EXERCISE SET:
- a) Answer these questions about the text on innovation in enterprise software:
(i) What definition of "innovation" does it quote?
(ii) For the new player, what should "something established" mean?
(iii) When asked by established vendors' marketing people, on what basis do end users tend to define their needs?
- b) In the text on enterprise software innovation, output everything from "Chew on that" down to "you hail from?", word for word.

[START DOCUMENT SEGMENT]

Lets have a closer look at the term "innovation":
"Make changes in something established, esp. by introducing new methods, ideas, or products"
Chew on that for a second. Think Enterprise Software innovation and notice how easy it is to interpret it differently depending on where you hail from?
For the new chap on the block "something established" should mean the established ways of their potential customers. I.e. an opportunity to innovate on how the end user delivers value using IT.
The established folks (or the new with an "established" mindset) could easily think that "something established" means "established technology and products". I.e. a need to enhance existing products without bothering the end user.
Both interpretations can arguably be useful for the end user. But only until a certain point, the latter, refining and making it easier to consume old technology, will have a rapidly diminishing value gain, in the end have no gain at all. What is the gain of upgrading from ERP x.1 to ERP x.2 these days? What about the amounts spent on UI experts and labs, does it feel like well spent (my) money?
The propensity to focus on bettering established products instead of challenging how things are done at the end user and do something innovative about that, is also influenced by a closeness to the market: End users are not often willing to change their ways until they have to, so when asked by the marketing people of the established vendors they tend to define their needs based on existing ways and products.

[END DOCUMENT SEGMENT]
[START DATA SEGMENT]

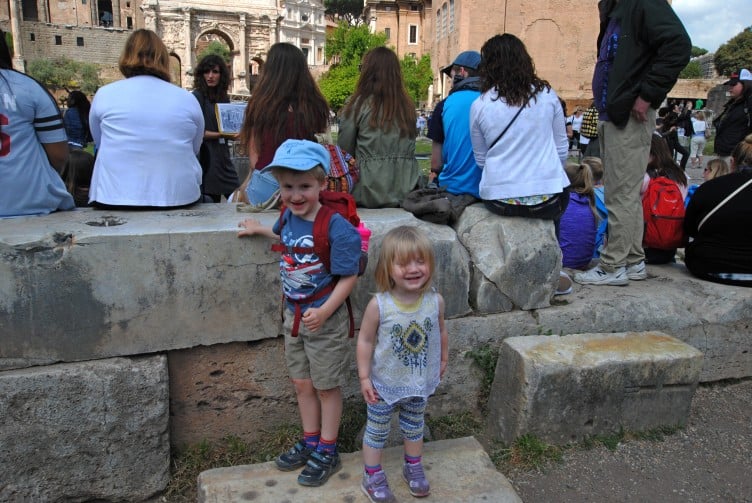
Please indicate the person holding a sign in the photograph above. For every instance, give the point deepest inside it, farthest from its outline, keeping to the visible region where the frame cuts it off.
(211, 81)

[END DATA SEGMENT]

RESPONSES BY TASK:
- a)
(i) "Make changes in something established, esp. by introducing new methods, ideas, or products"
(ii) The established ways of their potential customers.
(iii) On existing ways and products.

- b)
Chew on that for a second. Think Enterprise Software innovation and notice how easy it is to interpret it differently depending on where you hail from?